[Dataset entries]
——————————

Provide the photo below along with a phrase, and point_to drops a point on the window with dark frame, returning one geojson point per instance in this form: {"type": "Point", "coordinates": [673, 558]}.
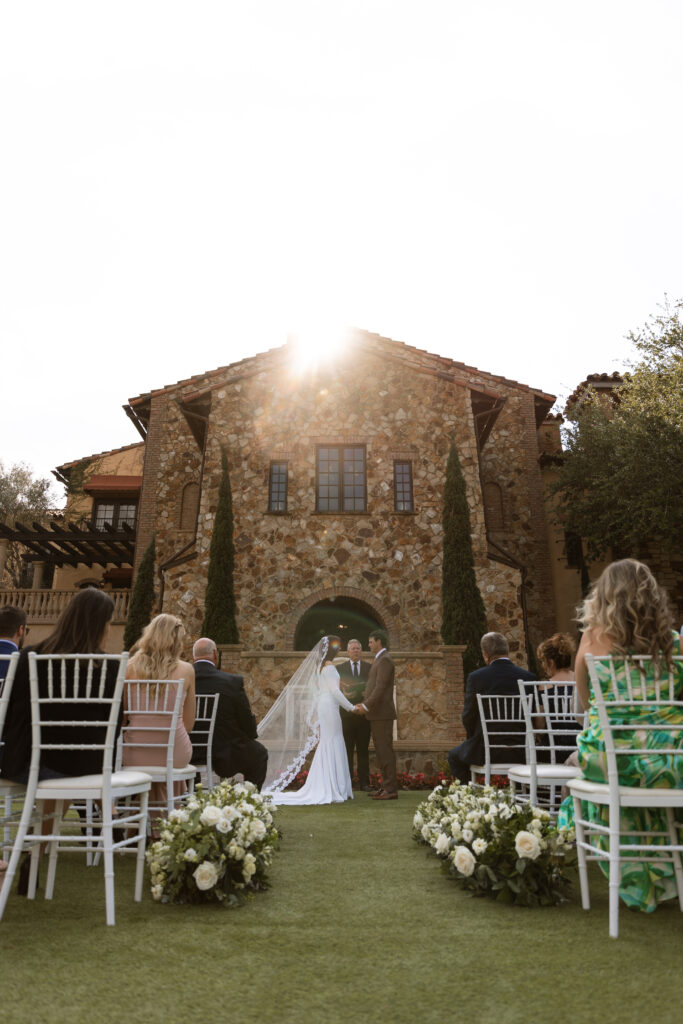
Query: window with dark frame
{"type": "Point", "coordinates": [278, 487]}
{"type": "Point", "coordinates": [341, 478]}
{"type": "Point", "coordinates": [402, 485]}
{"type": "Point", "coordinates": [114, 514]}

——————————

WHAT IS EXPECTED: Reproduce each line above precisely, with no pictures.

WRITTEN ANSWER:
Provide the photo below along with a phrase, and point_to drops a point on the window with dark frame, returning one geojson point per instance in this form: {"type": "Point", "coordinates": [673, 558]}.
Query: window with dark frame
{"type": "Point", "coordinates": [278, 487]}
{"type": "Point", "coordinates": [341, 478]}
{"type": "Point", "coordinates": [402, 485]}
{"type": "Point", "coordinates": [114, 514]}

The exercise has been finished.